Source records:
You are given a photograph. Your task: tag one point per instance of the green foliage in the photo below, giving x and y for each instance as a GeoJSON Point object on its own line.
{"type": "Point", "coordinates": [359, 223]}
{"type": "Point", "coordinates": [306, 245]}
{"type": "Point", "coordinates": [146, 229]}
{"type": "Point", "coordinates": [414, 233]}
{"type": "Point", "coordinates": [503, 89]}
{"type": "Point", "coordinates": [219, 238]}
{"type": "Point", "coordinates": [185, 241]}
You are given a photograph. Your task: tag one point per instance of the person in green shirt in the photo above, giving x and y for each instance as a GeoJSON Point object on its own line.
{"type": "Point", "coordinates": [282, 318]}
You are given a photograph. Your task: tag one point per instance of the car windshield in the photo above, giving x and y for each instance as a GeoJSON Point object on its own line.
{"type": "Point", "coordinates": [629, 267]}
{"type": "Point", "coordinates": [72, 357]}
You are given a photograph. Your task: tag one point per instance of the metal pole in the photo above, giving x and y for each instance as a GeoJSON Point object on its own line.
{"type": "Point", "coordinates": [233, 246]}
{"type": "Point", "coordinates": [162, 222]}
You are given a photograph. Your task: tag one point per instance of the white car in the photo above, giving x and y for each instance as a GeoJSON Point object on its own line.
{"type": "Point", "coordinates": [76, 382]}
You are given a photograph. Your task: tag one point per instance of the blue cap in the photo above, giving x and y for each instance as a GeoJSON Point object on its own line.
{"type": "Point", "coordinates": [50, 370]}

> _Task statement_
An exact copy of the lines from the one containing "of the metal" through the end of the data above is the whole answer.

> _Output for this task_
You are given a photograph. Your task: tag one point per instance of the metal pole in the photo above, giving x and y for each instance as a GeoJSON Point object on its own line.
{"type": "Point", "coordinates": [233, 246]}
{"type": "Point", "coordinates": [162, 222]}
You are given a photograph. Your task: tag one point per instance of the white car in the photo above, giving x and y for each instance as a GeoJSON Point object on its own line.
{"type": "Point", "coordinates": [76, 382]}
You are given a photograph. Your task: tag one point per instance of the blue cap in the photo above, giving x and y for each instance as a GeoJSON Point object on its own line.
{"type": "Point", "coordinates": [50, 370]}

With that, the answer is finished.